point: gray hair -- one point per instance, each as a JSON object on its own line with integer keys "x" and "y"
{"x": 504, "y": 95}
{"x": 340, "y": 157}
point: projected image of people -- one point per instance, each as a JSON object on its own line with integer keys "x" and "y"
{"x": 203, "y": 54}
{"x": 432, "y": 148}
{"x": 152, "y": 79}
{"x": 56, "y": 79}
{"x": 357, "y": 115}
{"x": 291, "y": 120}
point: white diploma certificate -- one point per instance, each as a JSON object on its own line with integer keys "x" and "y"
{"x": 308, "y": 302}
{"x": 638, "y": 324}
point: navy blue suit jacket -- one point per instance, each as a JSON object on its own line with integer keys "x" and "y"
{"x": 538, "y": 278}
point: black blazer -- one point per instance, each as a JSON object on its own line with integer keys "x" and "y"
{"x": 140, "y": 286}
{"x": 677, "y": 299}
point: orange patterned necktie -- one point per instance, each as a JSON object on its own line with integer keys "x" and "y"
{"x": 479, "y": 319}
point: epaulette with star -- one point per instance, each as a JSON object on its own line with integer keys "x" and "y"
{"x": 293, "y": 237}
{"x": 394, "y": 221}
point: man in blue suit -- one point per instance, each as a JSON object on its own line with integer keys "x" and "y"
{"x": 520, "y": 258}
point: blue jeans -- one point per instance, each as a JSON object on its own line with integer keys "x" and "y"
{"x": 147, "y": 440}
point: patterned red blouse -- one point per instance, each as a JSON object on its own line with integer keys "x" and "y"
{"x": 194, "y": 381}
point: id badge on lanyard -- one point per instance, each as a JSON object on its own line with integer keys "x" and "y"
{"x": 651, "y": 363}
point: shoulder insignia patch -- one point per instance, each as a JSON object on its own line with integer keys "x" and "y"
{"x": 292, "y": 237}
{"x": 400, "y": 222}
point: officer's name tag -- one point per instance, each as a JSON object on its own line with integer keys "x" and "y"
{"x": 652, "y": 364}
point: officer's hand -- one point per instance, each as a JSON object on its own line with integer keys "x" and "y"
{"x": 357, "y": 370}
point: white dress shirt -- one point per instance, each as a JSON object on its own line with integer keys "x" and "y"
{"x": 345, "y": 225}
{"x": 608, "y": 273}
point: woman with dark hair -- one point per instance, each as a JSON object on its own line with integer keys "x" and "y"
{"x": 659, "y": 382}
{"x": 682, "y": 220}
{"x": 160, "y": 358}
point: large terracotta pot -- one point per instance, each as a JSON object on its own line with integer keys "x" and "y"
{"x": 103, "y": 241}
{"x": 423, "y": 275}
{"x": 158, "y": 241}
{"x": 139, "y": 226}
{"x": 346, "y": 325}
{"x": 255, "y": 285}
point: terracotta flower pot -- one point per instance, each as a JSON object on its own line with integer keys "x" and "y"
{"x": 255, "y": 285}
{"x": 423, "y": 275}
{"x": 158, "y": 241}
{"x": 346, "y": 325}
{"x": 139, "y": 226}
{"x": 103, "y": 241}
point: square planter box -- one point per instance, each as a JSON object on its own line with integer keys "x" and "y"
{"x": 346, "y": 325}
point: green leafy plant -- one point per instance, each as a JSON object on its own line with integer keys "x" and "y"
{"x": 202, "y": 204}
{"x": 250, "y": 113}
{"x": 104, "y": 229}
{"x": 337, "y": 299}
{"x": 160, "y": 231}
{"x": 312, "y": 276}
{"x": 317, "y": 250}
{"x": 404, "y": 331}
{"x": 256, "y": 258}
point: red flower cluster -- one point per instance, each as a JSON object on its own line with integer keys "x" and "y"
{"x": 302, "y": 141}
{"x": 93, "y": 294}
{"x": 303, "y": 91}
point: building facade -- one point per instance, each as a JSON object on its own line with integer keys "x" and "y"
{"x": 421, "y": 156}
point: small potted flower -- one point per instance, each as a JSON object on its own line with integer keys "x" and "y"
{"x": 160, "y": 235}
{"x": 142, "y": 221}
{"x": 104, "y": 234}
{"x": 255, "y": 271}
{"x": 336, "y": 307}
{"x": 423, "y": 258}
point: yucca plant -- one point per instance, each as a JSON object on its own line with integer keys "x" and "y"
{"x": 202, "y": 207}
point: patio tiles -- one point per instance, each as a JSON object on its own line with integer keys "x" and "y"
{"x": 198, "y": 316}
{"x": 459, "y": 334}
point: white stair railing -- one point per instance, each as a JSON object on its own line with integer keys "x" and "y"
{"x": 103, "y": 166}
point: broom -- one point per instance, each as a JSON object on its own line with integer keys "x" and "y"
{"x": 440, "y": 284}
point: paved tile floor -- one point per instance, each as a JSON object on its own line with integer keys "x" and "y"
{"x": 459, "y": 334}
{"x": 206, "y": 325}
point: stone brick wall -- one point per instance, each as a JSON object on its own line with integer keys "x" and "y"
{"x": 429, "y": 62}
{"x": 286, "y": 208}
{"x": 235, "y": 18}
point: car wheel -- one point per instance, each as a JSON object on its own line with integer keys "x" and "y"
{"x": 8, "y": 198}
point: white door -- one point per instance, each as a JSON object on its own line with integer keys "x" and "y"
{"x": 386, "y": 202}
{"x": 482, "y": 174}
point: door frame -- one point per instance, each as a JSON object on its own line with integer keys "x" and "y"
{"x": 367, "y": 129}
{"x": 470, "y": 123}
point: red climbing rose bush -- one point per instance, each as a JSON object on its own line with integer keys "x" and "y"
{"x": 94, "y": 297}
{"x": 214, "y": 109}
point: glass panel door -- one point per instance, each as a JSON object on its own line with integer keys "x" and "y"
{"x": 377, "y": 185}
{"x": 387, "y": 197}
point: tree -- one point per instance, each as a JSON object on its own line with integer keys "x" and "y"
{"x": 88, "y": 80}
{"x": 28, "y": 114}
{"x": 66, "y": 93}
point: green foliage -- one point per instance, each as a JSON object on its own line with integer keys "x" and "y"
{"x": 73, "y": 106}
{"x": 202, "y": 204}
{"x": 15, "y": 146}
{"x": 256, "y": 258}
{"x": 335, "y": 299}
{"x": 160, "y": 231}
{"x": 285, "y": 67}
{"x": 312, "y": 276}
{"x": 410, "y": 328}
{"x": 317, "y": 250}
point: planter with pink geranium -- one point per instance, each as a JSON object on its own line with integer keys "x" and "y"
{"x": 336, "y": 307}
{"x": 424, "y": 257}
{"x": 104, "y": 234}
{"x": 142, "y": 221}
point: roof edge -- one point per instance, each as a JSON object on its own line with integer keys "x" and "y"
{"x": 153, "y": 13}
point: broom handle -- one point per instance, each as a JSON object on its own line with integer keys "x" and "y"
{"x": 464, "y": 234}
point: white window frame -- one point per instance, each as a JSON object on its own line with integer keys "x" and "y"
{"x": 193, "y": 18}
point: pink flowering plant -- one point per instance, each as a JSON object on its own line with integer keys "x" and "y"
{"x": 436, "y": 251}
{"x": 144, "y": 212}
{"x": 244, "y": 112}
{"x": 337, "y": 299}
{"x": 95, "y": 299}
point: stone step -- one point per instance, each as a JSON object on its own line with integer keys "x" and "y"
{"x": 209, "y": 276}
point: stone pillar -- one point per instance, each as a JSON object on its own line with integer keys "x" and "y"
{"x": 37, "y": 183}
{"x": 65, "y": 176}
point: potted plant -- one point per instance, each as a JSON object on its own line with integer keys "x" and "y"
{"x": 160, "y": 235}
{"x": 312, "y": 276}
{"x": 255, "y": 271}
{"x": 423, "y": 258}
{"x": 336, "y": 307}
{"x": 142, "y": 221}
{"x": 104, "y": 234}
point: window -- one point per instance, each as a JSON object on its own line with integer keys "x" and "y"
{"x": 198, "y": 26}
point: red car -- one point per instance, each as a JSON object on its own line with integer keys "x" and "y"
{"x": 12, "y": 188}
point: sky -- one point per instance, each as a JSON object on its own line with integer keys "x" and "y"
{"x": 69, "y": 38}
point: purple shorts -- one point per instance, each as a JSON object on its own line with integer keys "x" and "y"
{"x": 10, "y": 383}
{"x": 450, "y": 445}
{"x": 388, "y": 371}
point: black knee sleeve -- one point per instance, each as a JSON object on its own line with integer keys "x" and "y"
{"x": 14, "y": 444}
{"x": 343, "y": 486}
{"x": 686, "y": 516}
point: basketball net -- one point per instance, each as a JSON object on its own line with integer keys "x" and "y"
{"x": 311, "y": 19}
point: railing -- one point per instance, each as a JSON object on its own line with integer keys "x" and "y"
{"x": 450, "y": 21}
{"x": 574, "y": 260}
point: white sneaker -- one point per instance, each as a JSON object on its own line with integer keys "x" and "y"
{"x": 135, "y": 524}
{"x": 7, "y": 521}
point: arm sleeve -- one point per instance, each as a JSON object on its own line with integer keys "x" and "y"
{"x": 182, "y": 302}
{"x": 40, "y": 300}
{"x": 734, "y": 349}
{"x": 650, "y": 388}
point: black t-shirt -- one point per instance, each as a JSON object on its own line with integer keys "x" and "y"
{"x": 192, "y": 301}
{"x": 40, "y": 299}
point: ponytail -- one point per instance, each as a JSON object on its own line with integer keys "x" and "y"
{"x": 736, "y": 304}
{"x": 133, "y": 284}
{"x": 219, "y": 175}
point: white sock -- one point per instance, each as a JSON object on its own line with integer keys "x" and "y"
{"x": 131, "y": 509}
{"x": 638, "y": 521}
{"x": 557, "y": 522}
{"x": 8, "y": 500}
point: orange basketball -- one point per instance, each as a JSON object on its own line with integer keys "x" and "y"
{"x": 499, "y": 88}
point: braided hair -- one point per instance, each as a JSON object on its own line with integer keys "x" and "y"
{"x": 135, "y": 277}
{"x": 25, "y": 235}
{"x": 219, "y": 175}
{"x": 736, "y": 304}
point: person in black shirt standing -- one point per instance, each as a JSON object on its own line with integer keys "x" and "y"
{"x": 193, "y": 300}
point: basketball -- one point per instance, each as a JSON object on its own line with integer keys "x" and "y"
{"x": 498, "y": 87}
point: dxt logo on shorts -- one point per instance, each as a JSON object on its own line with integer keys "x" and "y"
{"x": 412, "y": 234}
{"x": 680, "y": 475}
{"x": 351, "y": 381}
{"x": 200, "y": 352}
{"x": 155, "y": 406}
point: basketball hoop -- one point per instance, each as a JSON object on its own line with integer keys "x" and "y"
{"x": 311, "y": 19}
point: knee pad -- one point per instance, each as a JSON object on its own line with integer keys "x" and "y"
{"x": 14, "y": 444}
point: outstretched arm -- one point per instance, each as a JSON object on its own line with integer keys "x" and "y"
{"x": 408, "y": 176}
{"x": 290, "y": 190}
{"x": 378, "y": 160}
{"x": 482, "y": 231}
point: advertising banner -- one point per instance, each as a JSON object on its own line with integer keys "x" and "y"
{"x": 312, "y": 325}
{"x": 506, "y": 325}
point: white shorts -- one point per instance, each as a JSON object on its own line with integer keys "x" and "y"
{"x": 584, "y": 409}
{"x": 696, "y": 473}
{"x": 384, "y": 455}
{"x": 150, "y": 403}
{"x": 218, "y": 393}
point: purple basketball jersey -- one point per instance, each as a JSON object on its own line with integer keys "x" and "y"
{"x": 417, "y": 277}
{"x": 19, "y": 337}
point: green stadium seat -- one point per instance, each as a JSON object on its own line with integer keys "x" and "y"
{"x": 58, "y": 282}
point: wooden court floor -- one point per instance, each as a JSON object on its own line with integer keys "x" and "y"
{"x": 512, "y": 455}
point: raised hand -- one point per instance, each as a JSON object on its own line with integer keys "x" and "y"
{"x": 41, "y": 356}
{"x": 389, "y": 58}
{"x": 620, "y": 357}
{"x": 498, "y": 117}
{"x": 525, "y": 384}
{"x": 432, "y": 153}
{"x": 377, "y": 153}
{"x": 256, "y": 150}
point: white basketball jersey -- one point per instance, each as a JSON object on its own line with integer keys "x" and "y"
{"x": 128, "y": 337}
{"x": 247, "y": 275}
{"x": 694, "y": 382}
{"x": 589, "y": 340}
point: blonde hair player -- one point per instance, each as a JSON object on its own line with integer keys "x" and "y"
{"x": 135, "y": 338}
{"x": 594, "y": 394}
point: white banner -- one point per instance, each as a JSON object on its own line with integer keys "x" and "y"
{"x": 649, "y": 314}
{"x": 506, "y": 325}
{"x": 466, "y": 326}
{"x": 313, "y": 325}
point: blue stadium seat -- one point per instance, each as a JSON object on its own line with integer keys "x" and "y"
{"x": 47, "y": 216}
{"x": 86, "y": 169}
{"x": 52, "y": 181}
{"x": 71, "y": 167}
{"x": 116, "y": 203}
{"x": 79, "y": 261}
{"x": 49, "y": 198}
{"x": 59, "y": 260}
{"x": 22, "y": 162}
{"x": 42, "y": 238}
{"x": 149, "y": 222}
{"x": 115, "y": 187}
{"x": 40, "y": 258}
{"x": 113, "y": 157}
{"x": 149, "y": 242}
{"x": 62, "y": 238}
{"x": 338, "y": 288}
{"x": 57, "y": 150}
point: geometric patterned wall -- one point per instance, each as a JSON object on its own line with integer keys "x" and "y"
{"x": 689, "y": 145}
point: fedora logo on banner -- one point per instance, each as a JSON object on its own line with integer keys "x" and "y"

## Stated exercise
Only the lines from the one containing "point: white basketball" to the end of the records should be repeated, exactly as they appear.

## Task output
point: white basketball jersey -- one point per instance, each as a JSON object on its own line with integer keys "x" and "y"
{"x": 128, "y": 337}
{"x": 247, "y": 275}
{"x": 694, "y": 382}
{"x": 589, "y": 340}
point: blonde hair player -- one point per instance, each as a JSON object on its own line with integer keys "x" and "y"
{"x": 135, "y": 338}
{"x": 594, "y": 394}
point: white banner -- one point per instance, each as a JSON object on its own line with integer keys "x" and "y"
{"x": 649, "y": 314}
{"x": 506, "y": 325}
{"x": 466, "y": 326}
{"x": 313, "y": 325}
point: blue stadium seat -- one point per instance, each as a JSON object on its own line with integer keys "x" and "y"
{"x": 47, "y": 216}
{"x": 86, "y": 169}
{"x": 52, "y": 181}
{"x": 71, "y": 167}
{"x": 116, "y": 203}
{"x": 79, "y": 261}
{"x": 49, "y": 198}
{"x": 59, "y": 260}
{"x": 22, "y": 162}
{"x": 42, "y": 238}
{"x": 149, "y": 222}
{"x": 115, "y": 187}
{"x": 40, "y": 258}
{"x": 113, "y": 157}
{"x": 149, "y": 242}
{"x": 62, "y": 238}
{"x": 338, "y": 288}
{"x": 57, "y": 150}
point: geometric patterned wall -- one point per instance, each as a JSON object on its own line with integer keys "x" and "y"
{"x": 689, "y": 145}
point: fedora logo on banner -- one point per instance, each as a JSON object on its own line with integer keys "x" and "y"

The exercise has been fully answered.